[Ziel a]: Um welches Begriffspaar geht es im Blogbeitrag zur Sozialpsychologie konkret?

[Vorliegender Text]:
"""

SOCIUS.Blog

Autor: Simon Mohn

Jüngst hat sich die Sozialpsychologie mit bestimmten Einstellungs- und Haltungsfragen beschäftigt, die bisher eher dem Bereich der Religionen oder philosophischen Strömungen zugerechnet wurden. Konkret geht es um das Begriffspaar „Freigiebigkeit und Dankbarkeit“. Durch neue Abhandlungen, die losgelöst von religiösen Kontexten veröffentlicht wurden und werden, kommen nun erstaunliche Ergebnisse zustande, die für die Organisationsentwicklung in Zeiten von Laloux’ Reinventing Organizations eine große Bedeutung entwickeln können.

Die Zukunft von Organisationen – eine Haltungsfrage?

Das Einnehmen einer Haltung von Freigiebigkeit und Dankbarkeit macht nachgewiesenermaßen nämlich nicht nur das Erleben des eigenen Lebens sehr viel schöner, es bewirkt auch in starkem Umfang eine Steigerung von Selbstwertgefühl, Urvertrauen (hilfreich in der Strategiearbeit, s. Blogartikel von Andreas Knoth), Hilfsbereitschaft, Optimismus, wertschätzendem Umgang miteinander, Resilienz, Selbstwirksamkeit, gesunder Lebensführung, Gelassenheit und weiteren, um nur ein paar zu nennen (s. zusammenfassend Emmons und Suttie & Marsh).

"""

[Material]:
"""

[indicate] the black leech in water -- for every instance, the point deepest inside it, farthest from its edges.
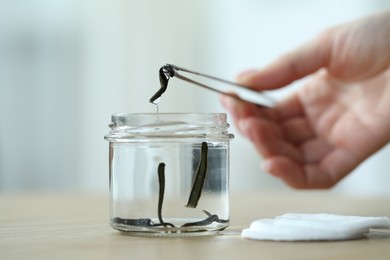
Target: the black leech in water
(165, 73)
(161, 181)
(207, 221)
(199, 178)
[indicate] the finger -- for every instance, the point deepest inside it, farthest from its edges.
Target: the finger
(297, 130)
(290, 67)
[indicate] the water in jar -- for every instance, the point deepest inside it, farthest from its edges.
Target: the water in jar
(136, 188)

"""
"""

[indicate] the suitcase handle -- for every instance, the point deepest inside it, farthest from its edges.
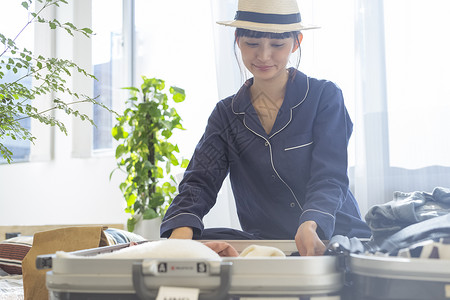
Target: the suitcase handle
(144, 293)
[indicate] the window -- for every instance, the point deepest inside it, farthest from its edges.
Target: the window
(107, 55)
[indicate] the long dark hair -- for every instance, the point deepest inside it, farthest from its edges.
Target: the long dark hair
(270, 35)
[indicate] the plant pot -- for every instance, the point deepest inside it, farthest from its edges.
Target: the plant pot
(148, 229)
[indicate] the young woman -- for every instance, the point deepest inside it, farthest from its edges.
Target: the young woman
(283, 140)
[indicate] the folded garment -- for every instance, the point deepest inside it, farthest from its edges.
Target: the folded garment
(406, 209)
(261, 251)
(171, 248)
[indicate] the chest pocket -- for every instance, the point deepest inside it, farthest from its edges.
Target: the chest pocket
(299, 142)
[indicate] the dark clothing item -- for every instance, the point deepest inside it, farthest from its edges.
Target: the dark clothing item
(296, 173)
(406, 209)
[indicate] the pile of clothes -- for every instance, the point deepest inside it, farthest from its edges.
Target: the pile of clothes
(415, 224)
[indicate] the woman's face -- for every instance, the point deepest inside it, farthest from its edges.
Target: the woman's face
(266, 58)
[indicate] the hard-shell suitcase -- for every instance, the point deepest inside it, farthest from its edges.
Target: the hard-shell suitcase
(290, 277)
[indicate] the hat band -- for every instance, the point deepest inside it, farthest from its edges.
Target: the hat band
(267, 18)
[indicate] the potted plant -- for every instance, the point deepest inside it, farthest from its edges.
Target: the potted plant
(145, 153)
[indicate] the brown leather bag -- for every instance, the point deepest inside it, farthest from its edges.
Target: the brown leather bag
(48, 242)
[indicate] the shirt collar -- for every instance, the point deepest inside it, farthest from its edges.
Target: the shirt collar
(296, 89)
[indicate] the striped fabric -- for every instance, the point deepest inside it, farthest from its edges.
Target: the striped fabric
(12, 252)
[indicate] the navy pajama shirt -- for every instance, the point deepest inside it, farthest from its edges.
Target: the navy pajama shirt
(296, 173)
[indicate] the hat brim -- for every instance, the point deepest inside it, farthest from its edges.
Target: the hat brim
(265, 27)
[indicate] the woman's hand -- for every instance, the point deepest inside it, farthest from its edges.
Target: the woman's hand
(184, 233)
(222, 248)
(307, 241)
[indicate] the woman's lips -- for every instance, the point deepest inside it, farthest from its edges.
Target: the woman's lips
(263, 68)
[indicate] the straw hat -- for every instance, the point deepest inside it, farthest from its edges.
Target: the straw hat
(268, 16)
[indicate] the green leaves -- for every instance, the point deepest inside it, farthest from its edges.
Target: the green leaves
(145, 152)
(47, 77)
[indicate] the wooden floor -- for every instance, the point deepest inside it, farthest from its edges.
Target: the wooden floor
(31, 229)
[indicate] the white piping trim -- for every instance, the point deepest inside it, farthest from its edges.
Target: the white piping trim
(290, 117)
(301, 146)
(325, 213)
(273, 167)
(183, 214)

"""
"""

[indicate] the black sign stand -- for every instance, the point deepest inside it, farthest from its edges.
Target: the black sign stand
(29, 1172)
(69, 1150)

"""

[Ziel b]: Such alle Zeilen heraus, in denen das Wort „garment“ steht, und gib sie wieder.

[Vollständige Ausgabe a]: Um „Freigiebigkeit und Dankbarkeit“.

[Vollständige Ausgabe b]:
[indicate] the folded garment -- for every instance, the point deepest inside it, farthest from its edges.
Target: the folded garment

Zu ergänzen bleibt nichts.